TRECHO DA FONTE:
■ ■ ■ ■
Virgínia de Almeida Bessa
Doutoranda do Programa de Pós-Graduação em História Social - FFLCH/USP
TATIT, Luiz. O século da canção. Cotia: Ateliê Editorial, 2004. 251 p.
Há mais de duas décadas, a produção musical popular urbana vem sendo incorporada pelos historiadores de ofício às suas pesquisas. Neste não tão novo, mas ainda pouco explorado universo, as canções tornaram-se fontes privilegiadas, talvez em função de seu caráter híbrido (música e texto), que possibilita entrever, de modo mais claro e direto que a "música pura", a realidade social e política em que foram produzidas. Assim, inúmeros trabalhos historiográficos se debruçaram sobre a chamada canção de consumo, tanto por meio da análise dos gêneros – o samba, a música sertaneja, a canção sentimental ou, mais recentemente, o rock e o rap – como do estudo de seus "grandes movimentos" – a bossa nova, o tropicalismo, a era dos festivais – e seus principais expoentes. Nenhum estudioso, contudo, havia tomado a canção ela mesma, enquanto modo de articular melodia e letra visando à construção de sentido, como um objeto de estudo, examinado na longa duração. Qual a especificidade da canção brasileira? Que elementos ou características singulares fazem dela um dos produtos culturais mais representativos de nossa história recente? De que modo a arte do cancionista – nem estritamente poética, nem puramente musical – foi ao longo do século XX se forjando no interior da sociedade brasileira, assimilando num mesmo fazer artístico as mais variadas dicções, aliando anseios estéticos a interesses da chamada cultura de massa, unindo em torno de um mesmo projeto intelectuais, empresários e camadas marginalizadas da população?
■ ■ ■ ■
DADOS FORNECIDOS:
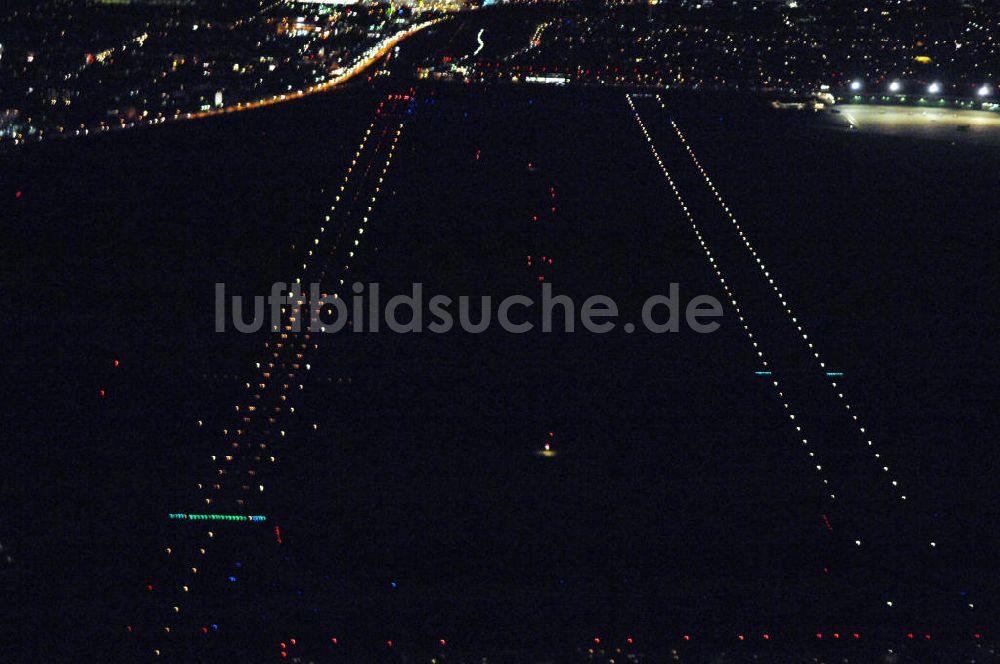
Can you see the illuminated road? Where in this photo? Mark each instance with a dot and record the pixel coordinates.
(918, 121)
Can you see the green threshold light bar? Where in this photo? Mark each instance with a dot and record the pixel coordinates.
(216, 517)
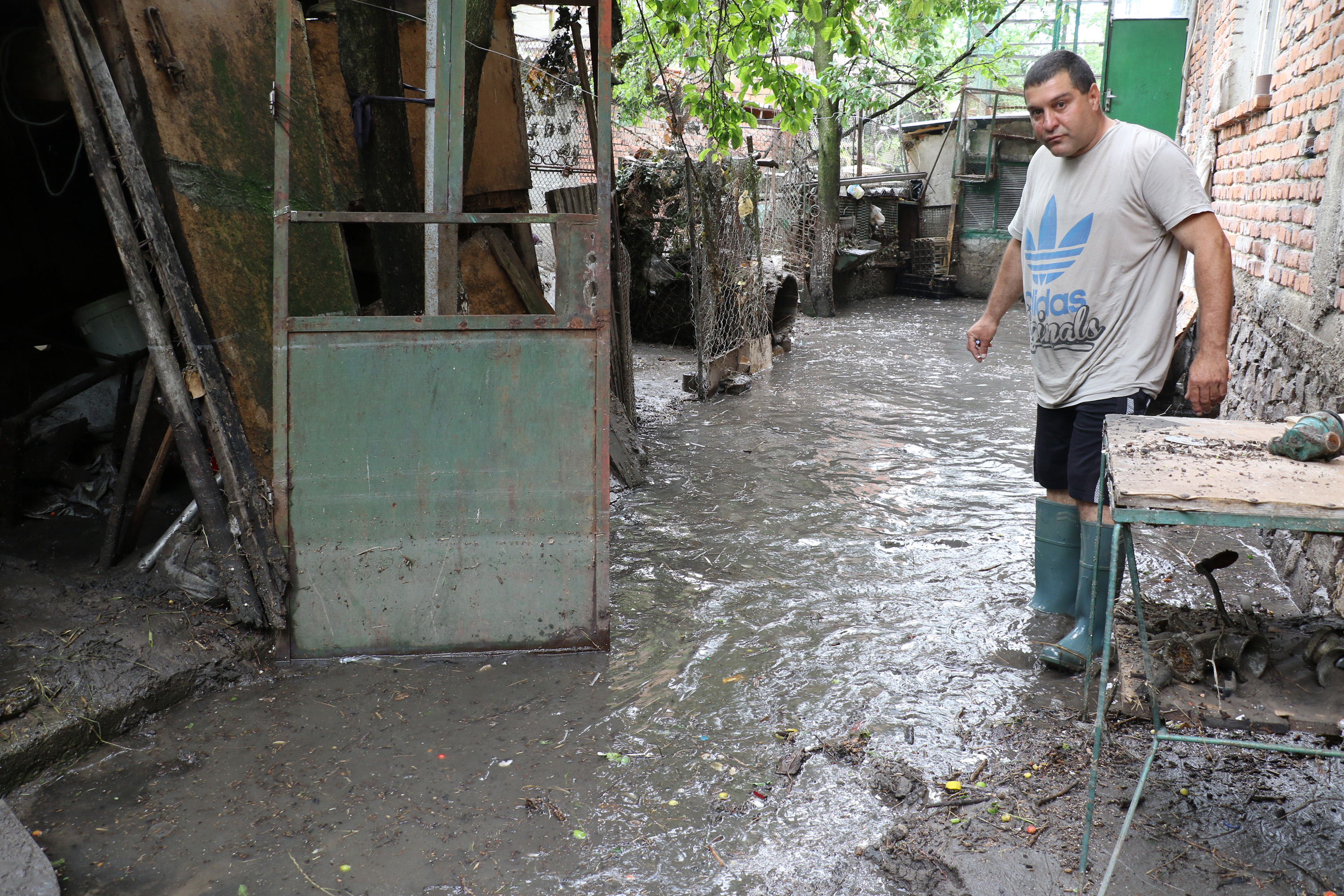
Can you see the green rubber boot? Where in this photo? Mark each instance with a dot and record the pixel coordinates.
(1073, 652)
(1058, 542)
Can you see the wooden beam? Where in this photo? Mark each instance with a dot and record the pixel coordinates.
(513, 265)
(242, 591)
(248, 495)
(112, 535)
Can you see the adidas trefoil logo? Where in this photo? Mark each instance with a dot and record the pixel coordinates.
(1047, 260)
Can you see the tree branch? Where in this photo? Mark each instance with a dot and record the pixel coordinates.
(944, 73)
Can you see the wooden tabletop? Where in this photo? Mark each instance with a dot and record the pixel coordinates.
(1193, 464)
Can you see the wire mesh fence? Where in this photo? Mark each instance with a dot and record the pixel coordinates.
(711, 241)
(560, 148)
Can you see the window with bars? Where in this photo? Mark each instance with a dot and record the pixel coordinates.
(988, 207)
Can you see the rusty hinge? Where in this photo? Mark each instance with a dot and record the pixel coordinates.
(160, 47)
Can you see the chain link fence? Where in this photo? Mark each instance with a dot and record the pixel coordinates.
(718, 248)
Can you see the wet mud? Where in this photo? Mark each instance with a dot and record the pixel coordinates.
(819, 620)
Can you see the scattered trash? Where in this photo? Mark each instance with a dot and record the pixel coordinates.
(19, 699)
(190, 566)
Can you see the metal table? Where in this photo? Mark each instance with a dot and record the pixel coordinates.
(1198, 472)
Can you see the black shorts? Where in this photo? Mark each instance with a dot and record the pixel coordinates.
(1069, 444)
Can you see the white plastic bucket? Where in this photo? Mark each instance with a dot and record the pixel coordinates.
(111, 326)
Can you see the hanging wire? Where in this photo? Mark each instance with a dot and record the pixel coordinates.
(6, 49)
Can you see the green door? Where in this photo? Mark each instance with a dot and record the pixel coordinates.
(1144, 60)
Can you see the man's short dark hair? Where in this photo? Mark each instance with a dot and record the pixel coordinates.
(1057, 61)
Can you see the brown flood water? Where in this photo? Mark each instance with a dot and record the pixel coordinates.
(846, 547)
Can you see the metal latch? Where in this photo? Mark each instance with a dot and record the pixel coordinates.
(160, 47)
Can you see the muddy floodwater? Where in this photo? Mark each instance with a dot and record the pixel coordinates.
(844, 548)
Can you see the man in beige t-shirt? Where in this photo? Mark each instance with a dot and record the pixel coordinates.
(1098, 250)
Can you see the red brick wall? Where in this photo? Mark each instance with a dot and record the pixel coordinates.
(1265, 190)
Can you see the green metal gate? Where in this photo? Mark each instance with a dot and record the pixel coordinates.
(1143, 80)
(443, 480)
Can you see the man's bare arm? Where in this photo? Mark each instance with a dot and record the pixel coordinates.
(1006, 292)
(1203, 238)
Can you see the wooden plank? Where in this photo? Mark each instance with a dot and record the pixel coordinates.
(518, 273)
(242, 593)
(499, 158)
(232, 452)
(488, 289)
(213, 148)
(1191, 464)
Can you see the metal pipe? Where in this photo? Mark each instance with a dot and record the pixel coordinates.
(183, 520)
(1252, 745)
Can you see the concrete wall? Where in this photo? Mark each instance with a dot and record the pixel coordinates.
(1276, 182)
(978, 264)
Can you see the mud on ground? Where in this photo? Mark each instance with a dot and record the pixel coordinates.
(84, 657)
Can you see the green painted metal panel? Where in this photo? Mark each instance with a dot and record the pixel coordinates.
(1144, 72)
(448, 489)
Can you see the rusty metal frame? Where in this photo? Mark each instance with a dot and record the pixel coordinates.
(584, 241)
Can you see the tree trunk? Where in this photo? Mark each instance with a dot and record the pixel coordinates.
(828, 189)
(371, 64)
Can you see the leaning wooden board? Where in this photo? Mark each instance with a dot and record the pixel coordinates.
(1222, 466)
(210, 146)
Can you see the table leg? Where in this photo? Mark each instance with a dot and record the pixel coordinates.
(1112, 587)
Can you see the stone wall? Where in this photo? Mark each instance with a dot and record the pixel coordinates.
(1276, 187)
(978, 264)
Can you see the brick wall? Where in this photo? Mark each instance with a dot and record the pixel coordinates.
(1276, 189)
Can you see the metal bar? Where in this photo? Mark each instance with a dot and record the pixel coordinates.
■ ■ ■ ■
TAREFA SOLICITADA: Prossiga com a resenha sobre o livro O século da canção, começando logo após a última frase do trecho.

RESPOSTA:
A mais recente contribuição nesse sentido veio não de um historiador, mas de um semiólogo; não por acaso também músico e compositor. O século da canção, de Luiz Tatit, é uma dessas obras que unem um impulso histórico-interpretativo – por vezes excessivamente generalizante (compreender a canção brasileira; atribuir um sentido aos eventos que povoam sua história), mas nem por isso menos meritório – a um esforço analítico, este sim louvável, que se realiza de modo rigoroso e convincente ao longo do livro. O intuito da obra, segundo as palavras do autor, é compreender a "criação, consolidação e disseminação de uma prática artística que, além de construir a identidade sonora do país, se pôs em sintonia com a tendência mundial de traduzir os conteúdos humanos relevantes em pequenas peças formadas de melodia e letra" (p. 11). Como palco desse processo, o século XX.
Tatit parte do pressuposto que do samba amaxixado de Sinhô aos hits sertanejos dos anos 90, das primeiras experimentações fonográficas aos requebros do É o Tchan, aí incluídas a bossa nova, o tropicalismo e a canção de protesto, encontra-se uma permanência, uma linha de força que os une e os entrelaça. Trata-se de um modo de dizer, calcado na oralidade cotidiana, que faz com que a letra da canção se reitere, de forma mais ou menos evidente, na própria estrutura melódica e vice-versa, seja por meio das durações, dos desenhos melódicos (que reproduzem as melodias da fala) ou das tessituras da voz.
Os três capítulos que compõem a primeira parte do livro ("Leitura Geral") constituem variações sobre um mesmo tema: o surgimento e a evolução da canção brasileira. Nesses textos, diversos eventos já extensivamente analisados pela bibliografia são retomados e analisados sob a ótica da relação entre melodia e letra. Na segunda parte ("Detalhamento"), o autor explicita, por meio da análise semiótica da canção, de que modo a compatibilidade entre melodia e letra se realiza em diferentes momentos e estilos da música popular brasileira. Deixando de lado a estrutura do livro, privilegiamos em nossa leitura as questões centrais que perpassam a obra e que são retomadas – às vezes, de forma repetitiva – a cada capítulo sob nova perspectiva.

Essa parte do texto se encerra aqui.